About this exercise: The answer must consist of every line from the data that holds the string "cloud".

Exercise data:
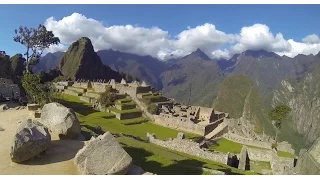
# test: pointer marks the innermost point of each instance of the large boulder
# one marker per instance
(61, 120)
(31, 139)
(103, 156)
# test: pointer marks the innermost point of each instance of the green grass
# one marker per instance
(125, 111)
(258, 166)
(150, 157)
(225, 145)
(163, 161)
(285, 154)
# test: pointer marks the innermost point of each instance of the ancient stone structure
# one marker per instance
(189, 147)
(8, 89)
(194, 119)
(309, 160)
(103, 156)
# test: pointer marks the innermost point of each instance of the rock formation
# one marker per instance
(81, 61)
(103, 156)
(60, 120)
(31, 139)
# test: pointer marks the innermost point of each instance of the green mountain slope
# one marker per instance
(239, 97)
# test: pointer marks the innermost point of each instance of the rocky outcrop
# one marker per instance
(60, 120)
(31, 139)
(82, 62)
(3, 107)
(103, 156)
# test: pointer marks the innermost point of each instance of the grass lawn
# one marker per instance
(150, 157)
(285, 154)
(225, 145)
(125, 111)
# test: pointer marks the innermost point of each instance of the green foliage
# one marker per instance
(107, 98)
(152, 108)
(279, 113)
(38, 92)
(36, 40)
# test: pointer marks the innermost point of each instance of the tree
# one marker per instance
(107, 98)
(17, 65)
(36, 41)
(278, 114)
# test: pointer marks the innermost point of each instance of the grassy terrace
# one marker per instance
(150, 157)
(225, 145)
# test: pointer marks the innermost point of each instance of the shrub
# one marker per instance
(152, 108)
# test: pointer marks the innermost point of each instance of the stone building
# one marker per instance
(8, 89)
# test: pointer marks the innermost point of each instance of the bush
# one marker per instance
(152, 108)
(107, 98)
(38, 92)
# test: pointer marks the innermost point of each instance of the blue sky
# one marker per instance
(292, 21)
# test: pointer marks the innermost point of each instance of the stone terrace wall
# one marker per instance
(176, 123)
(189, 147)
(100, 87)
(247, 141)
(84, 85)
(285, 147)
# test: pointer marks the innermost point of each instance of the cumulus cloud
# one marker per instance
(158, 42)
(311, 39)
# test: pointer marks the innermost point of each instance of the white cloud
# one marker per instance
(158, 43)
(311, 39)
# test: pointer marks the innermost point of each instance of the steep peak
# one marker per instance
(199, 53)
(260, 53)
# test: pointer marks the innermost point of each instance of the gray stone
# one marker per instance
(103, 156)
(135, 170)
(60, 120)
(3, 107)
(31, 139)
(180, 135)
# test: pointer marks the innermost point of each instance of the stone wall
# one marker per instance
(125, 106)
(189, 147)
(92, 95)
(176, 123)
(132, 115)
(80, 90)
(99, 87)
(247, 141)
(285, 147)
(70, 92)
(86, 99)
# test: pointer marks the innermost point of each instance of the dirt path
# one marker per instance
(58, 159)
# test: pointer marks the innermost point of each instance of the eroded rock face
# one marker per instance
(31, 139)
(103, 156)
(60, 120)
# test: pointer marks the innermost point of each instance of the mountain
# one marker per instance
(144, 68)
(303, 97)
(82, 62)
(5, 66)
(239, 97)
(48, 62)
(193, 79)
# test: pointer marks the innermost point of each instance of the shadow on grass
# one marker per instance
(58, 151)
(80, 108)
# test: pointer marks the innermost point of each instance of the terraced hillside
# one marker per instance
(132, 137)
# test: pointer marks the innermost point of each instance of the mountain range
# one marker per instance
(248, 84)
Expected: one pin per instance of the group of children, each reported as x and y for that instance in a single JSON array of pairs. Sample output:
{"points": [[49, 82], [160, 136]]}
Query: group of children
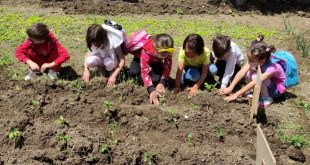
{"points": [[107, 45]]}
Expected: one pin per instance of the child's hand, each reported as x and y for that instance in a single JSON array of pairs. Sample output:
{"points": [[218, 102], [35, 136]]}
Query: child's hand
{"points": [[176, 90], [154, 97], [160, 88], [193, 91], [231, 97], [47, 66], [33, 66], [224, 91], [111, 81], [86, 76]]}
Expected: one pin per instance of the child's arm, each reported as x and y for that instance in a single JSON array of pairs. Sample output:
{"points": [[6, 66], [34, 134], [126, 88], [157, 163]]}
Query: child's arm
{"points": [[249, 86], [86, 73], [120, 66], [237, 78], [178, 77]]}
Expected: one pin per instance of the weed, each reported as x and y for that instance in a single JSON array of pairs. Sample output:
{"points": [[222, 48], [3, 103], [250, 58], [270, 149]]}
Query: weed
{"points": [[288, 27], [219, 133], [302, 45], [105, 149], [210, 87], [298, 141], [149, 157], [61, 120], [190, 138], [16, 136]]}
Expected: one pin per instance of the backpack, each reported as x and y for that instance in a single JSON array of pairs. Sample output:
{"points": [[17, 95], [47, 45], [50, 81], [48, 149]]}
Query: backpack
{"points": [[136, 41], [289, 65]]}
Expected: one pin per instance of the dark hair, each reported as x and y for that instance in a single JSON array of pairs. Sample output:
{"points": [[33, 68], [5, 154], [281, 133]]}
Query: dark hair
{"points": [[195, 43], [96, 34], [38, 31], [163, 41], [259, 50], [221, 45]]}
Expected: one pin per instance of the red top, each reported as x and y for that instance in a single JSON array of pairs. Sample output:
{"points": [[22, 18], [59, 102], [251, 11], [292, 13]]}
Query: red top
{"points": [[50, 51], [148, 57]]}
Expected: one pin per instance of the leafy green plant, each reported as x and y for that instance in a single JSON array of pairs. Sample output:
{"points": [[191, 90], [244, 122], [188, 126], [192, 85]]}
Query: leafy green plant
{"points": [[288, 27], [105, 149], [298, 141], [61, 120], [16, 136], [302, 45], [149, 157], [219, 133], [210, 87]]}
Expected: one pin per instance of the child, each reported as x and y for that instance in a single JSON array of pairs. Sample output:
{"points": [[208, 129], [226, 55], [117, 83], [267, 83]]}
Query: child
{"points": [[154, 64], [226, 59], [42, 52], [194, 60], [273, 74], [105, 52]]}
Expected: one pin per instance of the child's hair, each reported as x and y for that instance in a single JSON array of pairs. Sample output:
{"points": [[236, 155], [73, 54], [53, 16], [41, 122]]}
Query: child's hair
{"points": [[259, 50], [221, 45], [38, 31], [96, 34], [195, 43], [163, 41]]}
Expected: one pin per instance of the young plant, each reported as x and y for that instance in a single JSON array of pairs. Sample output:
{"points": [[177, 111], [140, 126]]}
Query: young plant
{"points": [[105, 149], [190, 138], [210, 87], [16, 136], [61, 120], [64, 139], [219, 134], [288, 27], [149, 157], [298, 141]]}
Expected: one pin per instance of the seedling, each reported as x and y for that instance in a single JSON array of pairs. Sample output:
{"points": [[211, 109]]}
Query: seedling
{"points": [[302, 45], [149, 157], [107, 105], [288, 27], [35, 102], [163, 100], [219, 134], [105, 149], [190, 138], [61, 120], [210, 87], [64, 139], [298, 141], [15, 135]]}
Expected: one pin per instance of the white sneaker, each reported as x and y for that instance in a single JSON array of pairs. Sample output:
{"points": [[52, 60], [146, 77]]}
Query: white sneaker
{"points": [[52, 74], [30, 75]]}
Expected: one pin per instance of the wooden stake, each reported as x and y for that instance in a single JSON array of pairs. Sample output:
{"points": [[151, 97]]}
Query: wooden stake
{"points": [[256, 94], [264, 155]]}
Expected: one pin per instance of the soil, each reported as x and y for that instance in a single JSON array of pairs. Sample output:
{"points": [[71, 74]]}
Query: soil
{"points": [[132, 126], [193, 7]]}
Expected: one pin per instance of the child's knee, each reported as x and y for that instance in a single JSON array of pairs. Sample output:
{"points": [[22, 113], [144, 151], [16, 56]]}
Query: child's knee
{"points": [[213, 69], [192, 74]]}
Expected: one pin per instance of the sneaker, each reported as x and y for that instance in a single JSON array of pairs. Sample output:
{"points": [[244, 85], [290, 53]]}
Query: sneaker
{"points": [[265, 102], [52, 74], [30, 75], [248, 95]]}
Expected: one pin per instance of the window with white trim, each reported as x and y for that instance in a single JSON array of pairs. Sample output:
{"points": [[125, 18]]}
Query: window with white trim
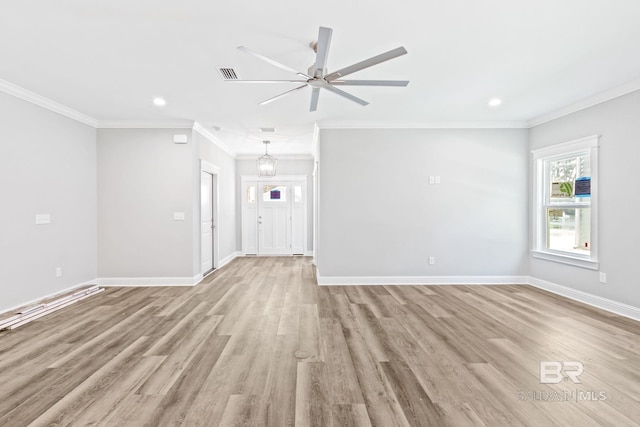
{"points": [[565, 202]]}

Answer to the exercise:
# test: pointer marks the innermost point of each instance of the cumulus cloud
# test: pointer marks the innermost point of each instance of the white cloud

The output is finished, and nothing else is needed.